*WHAT IS REQUIRED*.
Where in the records does the word "positive" occur? Copy each line in which it does.

:: RECORDS FOR THIS TASK ::

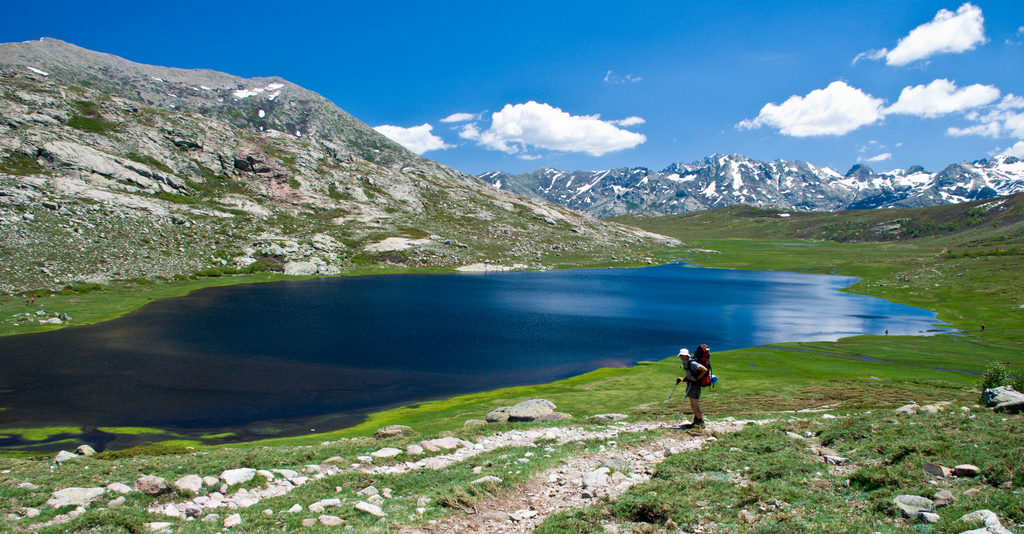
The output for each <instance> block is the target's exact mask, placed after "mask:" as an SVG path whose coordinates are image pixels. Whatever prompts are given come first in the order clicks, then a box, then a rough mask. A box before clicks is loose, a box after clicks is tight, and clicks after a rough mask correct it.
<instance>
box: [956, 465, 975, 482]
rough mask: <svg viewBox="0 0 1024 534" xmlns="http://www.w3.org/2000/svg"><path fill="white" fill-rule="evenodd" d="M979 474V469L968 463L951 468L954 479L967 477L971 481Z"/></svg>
mask: <svg viewBox="0 0 1024 534" xmlns="http://www.w3.org/2000/svg"><path fill="white" fill-rule="evenodd" d="M980 473H981V469H980V468H978V467H977V466H975V465H971V464H970V463H963V464H961V465H957V466H955V467H953V475H955V476H956V477H967V478H970V479H973V478H975V477H977V476H978V475H979V474H980Z"/></svg>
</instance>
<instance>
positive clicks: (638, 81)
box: [604, 71, 643, 83]
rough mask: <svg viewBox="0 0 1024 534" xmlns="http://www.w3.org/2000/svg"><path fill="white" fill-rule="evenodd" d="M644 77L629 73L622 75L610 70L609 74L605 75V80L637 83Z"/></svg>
mask: <svg viewBox="0 0 1024 534" xmlns="http://www.w3.org/2000/svg"><path fill="white" fill-rule="evenodd" d="M642 79H643V78H641V77H639V76H633V75H632V74H627V75H626V76H620V75H617V74H614V73H612V72H611V71H608V72H607V74H605V75H604V81H605V82H607V83H626V82H632V83H636V82H639V81H640V80H642Z"/></svg>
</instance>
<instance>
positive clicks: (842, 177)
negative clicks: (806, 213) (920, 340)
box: [478, 154, 1024, 218]
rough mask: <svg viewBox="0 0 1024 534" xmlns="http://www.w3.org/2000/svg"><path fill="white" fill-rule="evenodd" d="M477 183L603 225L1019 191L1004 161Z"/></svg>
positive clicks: (994, 160)
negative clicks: (842, 170) (692, 215)
mask: <svg viewBox="0 0 1024 534" xmlns="http://www.w3.org/2000/svg"><path fill="white" fill-rule="evenodd" d="M478 177H479V178H480V179H482V180H484V181H486V182H488V183H490V184H492V186H495V187H497V188H498V189H503V190H507V191H511V192H514V193H518V194H520V195H525V196H531V197H534V198H537V199H541V200H546V201H548V202H552V203H555V204H559V205H563V206H566V207H570V208H572V209H577V210H580V211H583V212H585V213H588V214H590V215H593V216H596V217H599V218H606V217H613V216H618V215H626V214H639V213H646V214H663V215H670V214H679V213H688V212H691V211H697V210H701V209H714V208H718V207H725V206H733V205H739V204H745V205H754V206H772V207H777V208H779V209H790V210H808V211H839V210H844V209H866V208H913V207H925V206H933V205H939V204H946V203H954V202H966V201H970V200H981V199H986V198H992V197H996V196H1002V195H1012V194H1014V193H1020V192H1022V191H1024V163H1022V162H1021V160H1019V159H1018V158H1014V157H1011V156H996V157H993V158H992V159H991V160H978V161H976V162H970V163H969V162H962V163H958V164H951V165H949V166H947V167H946V168H945V169H943V170H941V171H939V172H935V173H929V172H927V171H925V169H924V168H922V167H921V166H920V165H915V166H911V167H909V168H907V169H905V170H895V171H889V172H882V173H877V172H874V171H873V170H872V169H871V168H870V167H868V166H867V165H864V164H857V165H854V166H853V167H852V168H851V169H850V170H849V171H848V172H847V173H846V174H840V173H839V172H837V171H836V170H834V169H831V168H829V167H825V166H819V165H815V164H813V163H810V162H806V161H785V160H775V161H771V162H763V161H759V160H754V159H751V158H746V157H744V156H741V155H739V154H732V155H721V154H716V155H713V156H709V157H706V158H703V159H700V160H697V161H695V162H692V163H689V164H685V163H681V162H676V163H673V164H671V165H669V166H668V167H666V168H665V169H663V170H660V171H653V170H650V169H648V168H645V167H634V168H616V169H608V170H601V171H574V172H566V171H562V170H558V169H551V168H542V169H539V170H537V171H534V172H527V173H521V174H508V173H504V172H500V171H490V172H485V173H482V174H479V175H478Z"/></svg>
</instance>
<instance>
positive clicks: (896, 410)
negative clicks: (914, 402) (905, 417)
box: [896, 403, 921, 415]
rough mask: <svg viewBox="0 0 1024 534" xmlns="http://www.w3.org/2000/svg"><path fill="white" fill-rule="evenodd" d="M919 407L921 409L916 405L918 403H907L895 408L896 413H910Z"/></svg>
mask: <svg viewBox="0 0 1024 534" xmlns="http://www.w3.org/2000/svg"><path fill="white" fill-rule="evenodd" d="M919 409H921V407H920V406H918V403H910V404H907V405H903V406H900V407H899V408H896V413H905V414H911V415H912V414H915V413H918V410H919Z"/></svg>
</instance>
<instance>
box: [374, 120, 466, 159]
mask: <svg viewBox="0 0 1024 534" xmlns="http://www.w3.org/2000/svg"><path fill="white" fill-rule="evenodd" d="M374 129H375V130H377V131H379V132H381V133H383V134H384V135H386V136H387V137H388V138H390V139H391V140H393V141H395V142H397V143H398V145H401V146H402V147H404V148H407V149H409V150H411V151H413V152H415V153H417V154H423V153H424V152H427V151H436V150H444V149H447V148H450V147H449V146H447V145H444V139H441V138H440V137H438V136H436V135H434V134H433V133H430V130H432V129H434V127H433V126H431V125H430V124H429V123H428V124H421V125H419V126H413V127H411V128H402V127H401V126H391V125H388V124H385V125H382V126H376V127H374Z"/></svg>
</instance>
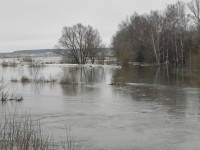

:::

*TASK RESULT*.
positive clicks: (638, 81)
positive clicks: (842, 177)
positive clicks: (994, 160)
positive clicks: (896, 410)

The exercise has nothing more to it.